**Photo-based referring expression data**
######

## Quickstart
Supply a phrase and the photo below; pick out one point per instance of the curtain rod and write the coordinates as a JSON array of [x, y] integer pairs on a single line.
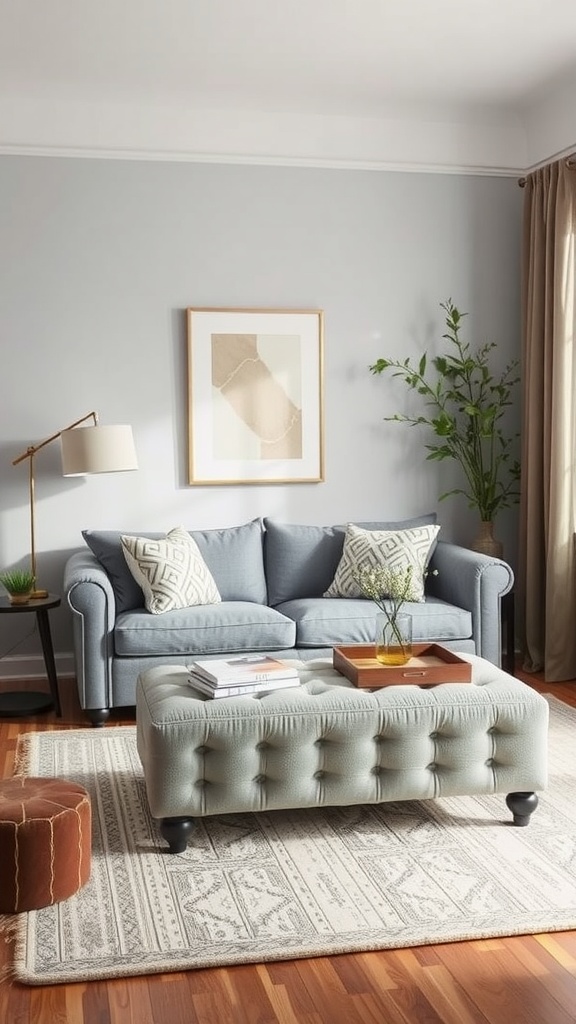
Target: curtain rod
[[570, 162]]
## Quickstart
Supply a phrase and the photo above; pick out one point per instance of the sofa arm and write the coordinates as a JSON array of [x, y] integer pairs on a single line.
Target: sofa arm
[[477, 583], [90, 597]]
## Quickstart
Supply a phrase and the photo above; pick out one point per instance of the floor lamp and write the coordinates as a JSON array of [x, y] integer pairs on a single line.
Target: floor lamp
[[87, 450]]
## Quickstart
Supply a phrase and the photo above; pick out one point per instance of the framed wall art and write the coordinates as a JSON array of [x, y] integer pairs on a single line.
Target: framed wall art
[[255, 395]]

######

**Brief**
Print out each record exactly as shown, but keep the pictures out.

**Output**
## Quickstart
Supply a phrase and the photo below; pick out one point per instance of the curtain rod and write the coordinates as a JSON array of [x, y] integer pairs on a single line.
Target: curtain rod
[[570, 162]]
## Quickstart
Supply a phrase and the photo above; pick out one point per instance of the sofa arm and write the coordinates as a JSON array of [x, y] integer pairs on a single line.
Target: sofa arm
[[477, 583], [90, 597]]
## Quickstart
Supply a phrase and the photo above; pick out one point per instance of the floor lamp and write the coordinates as a JSON array of [x, y] integer pairs on a single line.
Target: floor lamp
[[87, 450]]
## Quickstart
Supply a phrase and the photo above; pick out one point per instance of the framed wall art and write the coordinates as a JSON array of [x, y] integer pairs on a single line.
Target: framed wall art
[[255, 395]]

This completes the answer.